● **Problem to work on**: Can you output every line of all the records below as a Markdown table with two columns, Row and Line, numbering each row and skipping blank lines?

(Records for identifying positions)
"""
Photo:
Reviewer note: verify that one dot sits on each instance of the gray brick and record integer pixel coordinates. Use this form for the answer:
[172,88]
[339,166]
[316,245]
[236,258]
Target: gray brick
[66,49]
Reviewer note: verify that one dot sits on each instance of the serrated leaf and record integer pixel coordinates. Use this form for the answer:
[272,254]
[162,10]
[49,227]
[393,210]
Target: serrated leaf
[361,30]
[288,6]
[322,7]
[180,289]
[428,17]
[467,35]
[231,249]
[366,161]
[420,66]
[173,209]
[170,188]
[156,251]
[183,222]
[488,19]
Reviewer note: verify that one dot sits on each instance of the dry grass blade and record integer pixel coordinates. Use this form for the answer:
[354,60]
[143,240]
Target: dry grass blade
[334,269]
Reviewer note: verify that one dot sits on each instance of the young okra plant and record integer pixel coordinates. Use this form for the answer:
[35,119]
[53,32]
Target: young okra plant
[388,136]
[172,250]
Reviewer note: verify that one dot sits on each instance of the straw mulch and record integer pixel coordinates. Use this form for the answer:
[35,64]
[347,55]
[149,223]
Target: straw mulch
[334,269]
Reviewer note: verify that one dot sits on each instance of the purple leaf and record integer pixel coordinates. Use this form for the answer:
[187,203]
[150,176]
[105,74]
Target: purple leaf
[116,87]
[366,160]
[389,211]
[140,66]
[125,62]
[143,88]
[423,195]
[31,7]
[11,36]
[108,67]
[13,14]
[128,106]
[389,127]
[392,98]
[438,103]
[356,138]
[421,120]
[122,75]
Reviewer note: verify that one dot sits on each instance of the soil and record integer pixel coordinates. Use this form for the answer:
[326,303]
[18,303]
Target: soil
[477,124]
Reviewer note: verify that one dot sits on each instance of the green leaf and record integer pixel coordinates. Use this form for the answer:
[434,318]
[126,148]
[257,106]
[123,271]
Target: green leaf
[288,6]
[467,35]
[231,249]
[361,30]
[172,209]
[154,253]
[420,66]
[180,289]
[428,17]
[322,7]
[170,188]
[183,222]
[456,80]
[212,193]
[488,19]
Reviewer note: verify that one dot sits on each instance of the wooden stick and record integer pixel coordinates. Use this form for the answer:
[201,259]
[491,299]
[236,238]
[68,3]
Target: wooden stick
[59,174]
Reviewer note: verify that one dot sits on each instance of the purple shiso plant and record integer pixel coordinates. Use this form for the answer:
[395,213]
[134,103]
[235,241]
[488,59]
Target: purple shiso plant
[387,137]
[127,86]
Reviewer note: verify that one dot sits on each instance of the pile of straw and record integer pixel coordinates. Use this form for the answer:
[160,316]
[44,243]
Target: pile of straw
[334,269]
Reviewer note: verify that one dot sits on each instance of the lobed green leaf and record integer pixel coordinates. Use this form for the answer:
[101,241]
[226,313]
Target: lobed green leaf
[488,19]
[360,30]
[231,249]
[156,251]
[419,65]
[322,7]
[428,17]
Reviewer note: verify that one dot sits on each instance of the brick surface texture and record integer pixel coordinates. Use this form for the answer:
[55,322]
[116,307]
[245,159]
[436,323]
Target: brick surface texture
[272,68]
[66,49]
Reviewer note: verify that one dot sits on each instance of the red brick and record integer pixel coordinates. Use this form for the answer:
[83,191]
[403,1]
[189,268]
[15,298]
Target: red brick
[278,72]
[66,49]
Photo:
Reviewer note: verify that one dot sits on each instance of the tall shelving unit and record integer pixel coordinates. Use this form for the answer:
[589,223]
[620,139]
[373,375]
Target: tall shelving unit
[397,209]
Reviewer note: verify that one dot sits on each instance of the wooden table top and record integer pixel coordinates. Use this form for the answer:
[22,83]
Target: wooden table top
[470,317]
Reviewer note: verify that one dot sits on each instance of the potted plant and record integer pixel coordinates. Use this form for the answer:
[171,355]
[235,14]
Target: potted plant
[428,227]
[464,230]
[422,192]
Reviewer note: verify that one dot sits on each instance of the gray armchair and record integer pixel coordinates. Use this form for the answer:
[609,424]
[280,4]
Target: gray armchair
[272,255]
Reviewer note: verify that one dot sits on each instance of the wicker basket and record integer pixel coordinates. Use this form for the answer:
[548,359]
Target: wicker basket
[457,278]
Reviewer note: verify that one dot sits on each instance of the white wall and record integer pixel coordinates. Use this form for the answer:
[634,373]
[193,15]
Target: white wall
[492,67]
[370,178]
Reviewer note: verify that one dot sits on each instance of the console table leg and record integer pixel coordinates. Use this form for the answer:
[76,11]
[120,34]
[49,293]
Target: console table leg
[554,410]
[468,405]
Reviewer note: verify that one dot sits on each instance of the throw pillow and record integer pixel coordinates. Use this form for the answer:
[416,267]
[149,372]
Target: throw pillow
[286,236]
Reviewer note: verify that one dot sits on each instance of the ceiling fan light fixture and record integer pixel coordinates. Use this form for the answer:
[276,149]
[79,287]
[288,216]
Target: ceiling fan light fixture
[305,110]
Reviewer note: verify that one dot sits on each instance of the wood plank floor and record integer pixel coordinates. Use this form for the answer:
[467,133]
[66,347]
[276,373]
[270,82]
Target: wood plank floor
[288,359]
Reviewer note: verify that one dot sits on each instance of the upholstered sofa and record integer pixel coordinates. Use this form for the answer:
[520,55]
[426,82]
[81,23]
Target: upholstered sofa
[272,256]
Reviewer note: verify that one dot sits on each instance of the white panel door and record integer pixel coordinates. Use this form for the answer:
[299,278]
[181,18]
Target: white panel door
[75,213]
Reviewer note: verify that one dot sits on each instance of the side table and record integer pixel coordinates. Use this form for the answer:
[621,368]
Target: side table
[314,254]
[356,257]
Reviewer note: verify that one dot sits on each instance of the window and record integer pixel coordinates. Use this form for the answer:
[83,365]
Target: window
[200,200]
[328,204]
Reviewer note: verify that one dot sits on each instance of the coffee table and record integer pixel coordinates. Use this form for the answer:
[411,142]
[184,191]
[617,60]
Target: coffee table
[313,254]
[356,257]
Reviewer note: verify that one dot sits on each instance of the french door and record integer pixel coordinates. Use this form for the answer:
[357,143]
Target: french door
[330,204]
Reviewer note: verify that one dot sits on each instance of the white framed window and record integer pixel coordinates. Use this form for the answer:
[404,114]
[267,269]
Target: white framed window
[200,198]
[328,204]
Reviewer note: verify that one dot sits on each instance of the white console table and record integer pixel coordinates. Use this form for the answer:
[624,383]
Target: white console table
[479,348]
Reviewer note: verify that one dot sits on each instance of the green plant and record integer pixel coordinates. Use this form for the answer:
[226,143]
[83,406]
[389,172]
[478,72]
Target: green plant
"""
● **Written answer**:
| Row | Line |
|---|---|
| 1 | Photo: |
| 2 | Reviewer note: verify that one dot sits on each instance of the gray brick and record integer pixel coordinates. Use this form for the answer: |
| 3 | [172,88] |
| 4 | [339,166] |
| 5 | [316,245] |
| 6 | [236,258] |
| 7 | Target: gray brick |
| 8 | [66,49] |
| 9 | Reviewer note: verify that one dot sits on each instance of the serrated leaf and record integer pixel coordinates. Use this form for the answer: |
| 10 | [272,254] |
| 11 | [162,10] |
| 12 | [49,227] |
| 13 | [393,210] |
| 14 | Target: serrated leaf |
| 15 | [361,30] |
| 16 | [288,6] |
| 17 | [322,7] |
| 18 | [180,289] |
| 19 | [428,17] |
| 20 | [467,35] |
| 21 | [231,249] |
| 22 | [366,161] |
| 23 | [420,66] |
| 24 | [173,209] |
| 25 | [170,188] |
| 26 | [156,251] |
| 27 | [183,222] |
| 28 | [488,19] |
| 29 | Reviewer note: verify that one dot sits on each instance of the dry grass blade and record integer pixel coordinates. Use this form for the answer: |
| 30 | [354,60] |
| 31 | [143,240] |
| 32 | Target: dry grass blade |
| 33 | [334,269] |
| 34 | Reviewer note: verify that one dot sits on each instance of the young okra plant and record integer pixel coordinates. Use this form for the answer: |
| 35 | [35,119] |
| 36 | [53,32] |
| 37 | Target: young okra plant |
| 38 | [388,136] |
| 39 | [172,250] |
| 40 | Reviewer note: verify that one dot sits on each instance of the straw mulch and record integer pixel coordinates. Use this form for the answer: |
| 41 | [35,64] |
| 42 | [347,55] |
| 43 | [149,223] |
| 44 | Target: straw mulch |
| 45 | [334,269] |
| 46 | Reviewer note: verify that one dot sits on each instance of the purple leaf and record integer pixel coordinates. Use this form for the answer: |
| 47 | [187,203] |
| 48 | [150,176] |
| 49 | [105,74] |
| 50 | Target: purple leaf |
| 51 | [116,87] |
| 52 | [366,160] |
| 53 | [389,211] |
| 54 | [140,66] |
| 55 | [125,62] |
| 56 | [143,88] |
| 57 | [423,195] |
| 58 | [31,7] |
| 59 | [11,36] |
| 60 | [108,67] |
| 61 | [13,14] |
| 62 | [128,106] |
| 63 | [389,127] |
| 64 | [392,98] |
| 65 | [438,103] |
| 66 | [356,138] |
| 67 | [421,120] |
| 68 | [122,75] |
| 69 | Reviewer note: verify that one dot sits on each instance of the soil and record integer pixel coordinates. Use this form for the answer: |
| 70 | [326,303] |
| 71 | [18,303] |
| 72 | Target: soil |
| 73 | [477,124] |
| 74 | Reviewer note: verify that one dot sits on each instance of the green leaf and record integer pixel coordinates. Use this form for the answer: |
| 75 | [434,318] |
| 76 | [126,148] |
| 77 | [257,106] |
| 78 | [123,271] |
| 79 | Target: green leaf |
| 80 | [288,6] |
| 81 | [467,35] |
| 82 | [231,249] |
| 83 | [361,30] |
| 84 | [172,209] |
| 85 | [154,253] |
| 86 | [420,66] |
| 87 | [180,289] |
| 88 | [428,17] |
| 89 | [322,7] |
| 90 | [170,188] |
| 91 | [183,222] |
| 92 | [456,80] |
| 93 | [212,193] |
| 94 | [488,19] |
| 95 | Reviewer note: verify that one dot sits on each instance of the wooden stick and record integer pixel coordinates. Use this form for the answer: |
| 96 | [201,259] |
| 97 | [491,299] |
| 98 | [236,238] |
| 99 | [68,3] |
| 100 | Target: wooden stick |
| 101 | [59,174] |
| 102 | Reviewer note: verify that one dot sits on each instance of the purple shiso plant and record integer pixel coordinates. Use this form for the answer: |
| 103 | [395,213] |
| 104 | [134,103] |
| 105 | [235,241] |
| 106 | [488,59] |
| 107 | Target: purple shiso plant |
| 108 | [387,137] |
| 109 | [127,86] |
| 110 | Reviewer note: verify that one dot sits on each instance of the pile of straw and record integer pixel coordinates. Use this form for the answer: |
| 111 | [160,316] |
| 112 | [44,243] |
| 113 | Target: pile of straw |
| 114 | [334,269] |
| 115 | Reviewer note: verify that one dot sits on each instance of the lobed green leaf and record integer pixel coordinates. Use this form for the answer: |
| 116 | [101,241] |
| 117 | [226,313] |
| 118 | Target: lobed green leaf |
| 119 | [488,19] |
| 120 | [360,30] |
| 121 | [231,249] |
| 122 | [156,251] |
| 123 | [419,65] |
| 124 | [322,7] |
| 125 | [428,17] |
| 126 | Reviewer note: verify that one dot sits on each instance of the brick surface texture and record integer pixel coordinates. Use this form for the answer: |
| 127 | [55,322] |
| 128 | [116,307] |
| 129 | [245,159] |
| 130 | [436,323] |
| 131 | Target: brick surface texture |
| 132 | [272,68] |
| 133 | [66,49] |
| 134 | Reviewer note: verify that one dot sits on each instance of the red brick and record integer pixel coordinates. Use this form for the answer: |
| 135 | [83,191] |
| 136 | [403,1] |
| 137 | [189,268] |
| 138 | [15,298] |
| 139 | Target: red brick |
| 140 | [278,72] |
| 141 | [66,49] |
| 142 | Photo: |
| 143 | Reviewer note: verify that one dot sits on each instance of the tall shelving unit and record integer pixel coordinates. Use this form for the answer: |
| 144 | [589,223] |
| 145 | [620,139] |
| 146 | [373,375] |
| 147 | Target: tall shelving unit |
| 148 | [397,209] |
| 149 | Reviewer note: verify that one dot sits on each instance of the wooden table top and record integer pixel coordinates. Use this form for the answer: |
| 150 | [22,83] |
| 151 | Target: wooden table top |
| 152 | [470,317] |
| 153 | Reviewer note: verify that one dot sits on each instance of the potted plant and record integer pixel coordinates. Use this form for the answer: |
| 154 | [171,355] |
| 155 | [235,14] |
| 156 | Target: potted plant |
| 157 | [428,227] |
| 158 | [464,230] |
| 159 | [422,192] |
| 160 | Reviewer note: verify that one dot sits on each instance of the gray armchair and record integer pixel coordinates. Use this form for the answer: |
| 161 | [609,424] |
| 162 | [280,4] |
| 163 | Target: gray armchair |
| 164 | [272,255] |
| 165 | Reviewer note: verify that one dot sits on each instance of the wicker basket and record integer pixel coordinates. Use this form for the answer: |
| 166 | [548,359] |
| 167 | Target: wicker basket |
| 168 | [457,278] |
| 169 | Reviewer note: verify that one dot sits on each instance of the white wall and record integer pixel coordinates. Use this form for the answer: |
| 170 | [634,373] |
| 171 | [193,15] |
| 172 | Target: white wall |
| 173 | [492,67] |
| 174 | [370,178] |
| 175 | Reviewer note: verify that one dot sits on each instance of the console table leg and record integer pixel coordinates. Use this form for the answer: |
| 176 | [76,11] |
| 177 | [120,34] |
| 178 | [49,293] |
| 179 | Target: console table leg |
| 180 | [554,410] |
| 181 | [468,405] |
| 182 | Reviewer note: verify that one dot sits on each instance of the throw pillow and record integer pixel coordinates. Use this form for the answer: |
| 183 | [416,267] |
| 184 | [149,372] |
| 185 | Target: throw pillow |
| 186 | [286,236] |
| 187 | Reviewer note: verify that one dot sits on each instance of the ceiling fan light fixture and record integer pixel coordinates. Use this form for the answer: |
| 188 | [276,149] |
| 189 | [79,287] |
| 190 | [288,216] |
| 191 | Target: ceiling fan light fixture |
| 192 | [305,110] |
| 193 | Reviewer note: verify that one dot sits on each instance of the wood plank floor and record integer pixel coordinates. Use this form for the answer: |
| 194 | [467,133] |
| 195 | [66,347] |
| 196 | [276,373] |
| 197 | [270,82] |
| 198 | Target: wood plank floor |
| 199 | [288,359] |
| 200 | Reviewer note: verify that one dot sits on each instance of the upholstered sofa and record integer pixel coordinates. Use this form for the answer: |
| 201 | [520,55] |
| 202 | [426,82] |
| 203 | [81,23] |
| 204 | Target: upholstered sofa |
| 205 | [272,256] |
| 206 | Reviewer note: verify that one dot sits on each instance of the white panel door and record integer pixel coordinates. Use this form for the answer: |
| 207 | [299,278] |
| 208 | [181,18] |
| 209 | Target: white panel door |
| 210 | [75,213] |
| 211 | Reviewer note: verify that one dot sits on each instance of the side table and record integer pixel coordinates. Use this form for the answer: |
| 212 | [621,368] |
| 213 | Target: side table |
| 214 | [314,254] |
| 215 | [356,257] |
| 216 | Reviewer note: verify that one dot sits on each instance of the window and record integer pixel coordinates. Use this form for the answer: |
| 217 | [83,365] |
| 218 | Target: window |
| 219 | [200,200] |
| 220 | [328,204] |
| 221 | Reviewer note: verify that one dot sits on each instance of the coffee table and record integer pixel coordinates. Use this form for the answer: |
| 222 | [411,142] |
| 223 | [184,191] |
| 224 | [617,60] |
| 225 | Target: coffee table |
| 226 | [313,254] |
| 227 | [356,257] |
| 228 | Reviewer note: verify that one dot sits on each instance of the french door and record integer pixel coordinates. Use this form for the answer: |
| 229 | [357,143] |
| 230 | Target: french door |
| 231 | [330,204] |
| 232 | Reviewer note: verify that one dot sits on each instance of the white framed window and record integer pixel coordinates. Use this form for the answer: |
| 233 | [404,114] |
| 234 | [267,269] |
| 235 | Target: white framed window |
| 236 | [200,198] |
| 237 | [328,204] |
| 238 | Reviewer note: verify that one dot sits on each instance of the white console table and record integer pixel coordinates. Use this form for the answer: |
| 239 | [624,383] |
| 240 | Target: white console table |
| 241 | [479,348] |
| 242 | Reviewer note: verify that one dot sits on each instance of the green plant and record integer pixel coordinates. Use this form for the answer: |
| 243 | [226,143] |
| 244 | [83,406] |
| 245 | [389,172] |
| 246 | [478,72] |
| 247 | Target: green plant |